Take the line that contains "grey shirt in" as the first line and the last line of the material below as the final one; reproduce exactly the lines between, inclusive.

== Records for this exercise ==
——————

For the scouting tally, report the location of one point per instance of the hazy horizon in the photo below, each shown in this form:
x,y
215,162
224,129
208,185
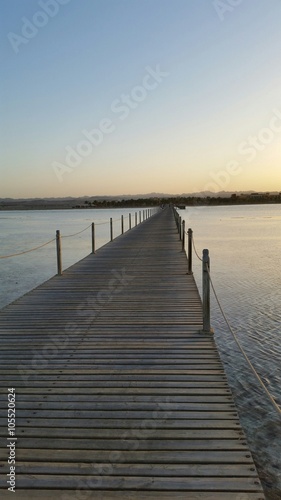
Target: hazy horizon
x,y
131,96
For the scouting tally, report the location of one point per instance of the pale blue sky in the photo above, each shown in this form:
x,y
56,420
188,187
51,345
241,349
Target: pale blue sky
x,y
215,99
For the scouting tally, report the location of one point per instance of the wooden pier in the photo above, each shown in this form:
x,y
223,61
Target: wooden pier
x,y
118,394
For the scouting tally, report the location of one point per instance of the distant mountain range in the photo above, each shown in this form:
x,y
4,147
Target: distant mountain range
x,y
201,194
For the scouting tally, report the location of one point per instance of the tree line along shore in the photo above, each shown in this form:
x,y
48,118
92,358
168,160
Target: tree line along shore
x,y
82,203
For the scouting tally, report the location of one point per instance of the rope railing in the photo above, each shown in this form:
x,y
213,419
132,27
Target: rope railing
x,y
76,234
146,214
27,251
206,269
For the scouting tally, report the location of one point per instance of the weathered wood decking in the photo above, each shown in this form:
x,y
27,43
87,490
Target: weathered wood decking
x,y
117,394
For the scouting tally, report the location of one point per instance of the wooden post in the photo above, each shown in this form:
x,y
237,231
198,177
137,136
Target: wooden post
x,y
183,235
190,235
59,260
93,238
206,292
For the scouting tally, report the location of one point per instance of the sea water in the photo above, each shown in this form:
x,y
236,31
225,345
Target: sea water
x,y
244,244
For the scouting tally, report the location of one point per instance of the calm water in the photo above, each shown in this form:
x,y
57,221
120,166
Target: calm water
x,y
22,230
244,244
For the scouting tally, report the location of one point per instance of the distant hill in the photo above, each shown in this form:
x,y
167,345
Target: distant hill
x,y
125,200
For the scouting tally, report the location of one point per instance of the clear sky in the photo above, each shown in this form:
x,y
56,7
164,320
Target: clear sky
x,y
108,97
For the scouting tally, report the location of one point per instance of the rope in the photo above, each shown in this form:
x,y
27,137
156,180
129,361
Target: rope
x,y
242,350
54,239
27,251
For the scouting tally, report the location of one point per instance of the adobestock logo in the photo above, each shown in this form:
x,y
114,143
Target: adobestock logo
x,y
30,28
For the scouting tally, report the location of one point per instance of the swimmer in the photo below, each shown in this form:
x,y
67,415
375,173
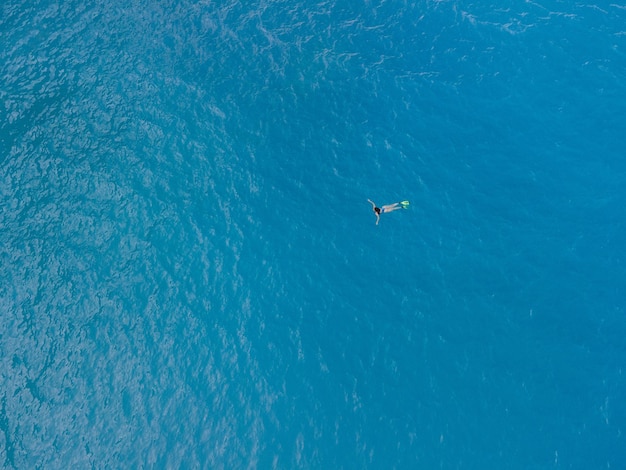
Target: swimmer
x,y
388,208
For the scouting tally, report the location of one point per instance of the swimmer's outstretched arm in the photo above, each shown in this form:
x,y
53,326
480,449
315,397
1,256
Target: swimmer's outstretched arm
x,y
374,209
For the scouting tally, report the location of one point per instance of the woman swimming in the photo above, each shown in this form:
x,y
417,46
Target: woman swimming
x,y
387,208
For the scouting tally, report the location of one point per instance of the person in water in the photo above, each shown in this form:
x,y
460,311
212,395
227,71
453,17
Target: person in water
x,y
387,208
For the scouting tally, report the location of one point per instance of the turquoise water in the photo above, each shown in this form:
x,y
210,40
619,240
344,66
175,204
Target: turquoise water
x,y
191,275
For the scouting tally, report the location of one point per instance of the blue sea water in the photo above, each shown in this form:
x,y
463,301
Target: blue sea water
x,y
191,275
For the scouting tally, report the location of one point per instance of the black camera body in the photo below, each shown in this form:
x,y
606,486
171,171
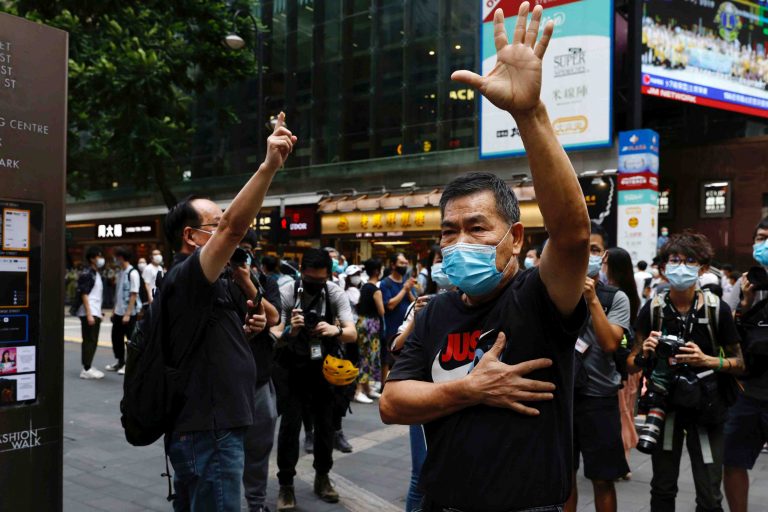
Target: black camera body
x,y
669,346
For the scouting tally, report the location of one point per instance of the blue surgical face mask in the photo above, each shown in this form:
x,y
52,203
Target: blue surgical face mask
x,y
760,253
681,276
472,267
595,265
439,277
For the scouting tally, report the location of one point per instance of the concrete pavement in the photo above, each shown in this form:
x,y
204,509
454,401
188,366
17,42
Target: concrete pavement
x,y
103,472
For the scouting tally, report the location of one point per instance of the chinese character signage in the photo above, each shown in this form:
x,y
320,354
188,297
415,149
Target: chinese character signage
x,y
707,52
638,184
715,199
577,76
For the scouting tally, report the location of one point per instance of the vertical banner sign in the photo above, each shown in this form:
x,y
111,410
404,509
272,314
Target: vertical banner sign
x,y
638,193
577,75
33,124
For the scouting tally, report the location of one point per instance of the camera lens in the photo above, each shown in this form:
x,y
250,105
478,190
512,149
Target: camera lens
x,y
654,424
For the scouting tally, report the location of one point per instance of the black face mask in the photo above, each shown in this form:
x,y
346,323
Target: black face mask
x,y
313,288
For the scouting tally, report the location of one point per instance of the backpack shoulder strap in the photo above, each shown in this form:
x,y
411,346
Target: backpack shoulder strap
x,y
657,311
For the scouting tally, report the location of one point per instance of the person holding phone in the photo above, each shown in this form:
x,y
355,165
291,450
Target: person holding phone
x,y
397,290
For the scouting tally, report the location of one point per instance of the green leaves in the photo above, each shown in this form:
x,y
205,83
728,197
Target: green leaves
x,y
135,70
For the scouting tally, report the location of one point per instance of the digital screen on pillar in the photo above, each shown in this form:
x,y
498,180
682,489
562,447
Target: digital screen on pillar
x,y
707,52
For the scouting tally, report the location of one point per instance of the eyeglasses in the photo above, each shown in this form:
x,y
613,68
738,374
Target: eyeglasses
x,y
689,261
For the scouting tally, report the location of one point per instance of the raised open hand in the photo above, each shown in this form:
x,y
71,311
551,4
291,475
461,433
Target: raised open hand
x,y
279,144
514,84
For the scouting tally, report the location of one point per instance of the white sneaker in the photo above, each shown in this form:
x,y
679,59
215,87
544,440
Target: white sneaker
x,y
362,399
91,374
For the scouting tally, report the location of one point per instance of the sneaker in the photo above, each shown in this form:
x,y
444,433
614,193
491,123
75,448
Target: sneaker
x,y
324,489
340,443
362,399
91,374
286,498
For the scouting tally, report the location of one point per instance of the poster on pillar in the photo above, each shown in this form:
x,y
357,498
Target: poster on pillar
x,y
638,184
576,76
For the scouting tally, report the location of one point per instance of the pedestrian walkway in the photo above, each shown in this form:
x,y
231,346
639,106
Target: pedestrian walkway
x,y
102,472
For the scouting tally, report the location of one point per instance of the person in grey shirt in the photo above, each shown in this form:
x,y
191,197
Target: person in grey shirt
x,y
317,318
596,416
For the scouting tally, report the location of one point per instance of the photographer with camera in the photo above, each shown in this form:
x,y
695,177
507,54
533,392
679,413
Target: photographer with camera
x,y
688,347
746,430
318,320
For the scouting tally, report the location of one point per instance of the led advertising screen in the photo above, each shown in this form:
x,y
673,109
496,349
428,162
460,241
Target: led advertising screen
x,y
707,52
576,76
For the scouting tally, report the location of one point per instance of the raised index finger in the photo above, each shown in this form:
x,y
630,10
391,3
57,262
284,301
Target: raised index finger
x,y
499,31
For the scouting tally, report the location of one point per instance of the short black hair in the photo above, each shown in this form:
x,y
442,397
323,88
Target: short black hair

——————

== Expected answer ==
For the scouting tally, report the location of one point per instance of the person in grey shirt in the photo above, each shown in this form:
x,y
191,197
Target: person in grey shirt
x,y
317,318
596,416
For the scouting tally, report the location of one point per instance of the photographer with camera in the photo above, each shown in this form:
x,y
695,177
507,54
533,392
679,413
Target: photographer with camera
x,y
688,347
746,430
318,320
For the scouting tally, report the location of one point per instance of the led advertising screen in the photo above, each shown in this form:
x,y
673,109
496,349
428,162
460,241
Target: led advertising screen
x,y
707,52
576,76
For the scouting tally, report the location of one point per instance of the raised index finger in the photo above, each shown in this form:
x,y
630,10
391,3
57,262
284,301
Target: raised index finger
x,y
499,31
For the scouting tally, report the location of one point per instance of the short black hair in the photo above, each shown in this form:
x,y
442,397
323,88
Target: short black hair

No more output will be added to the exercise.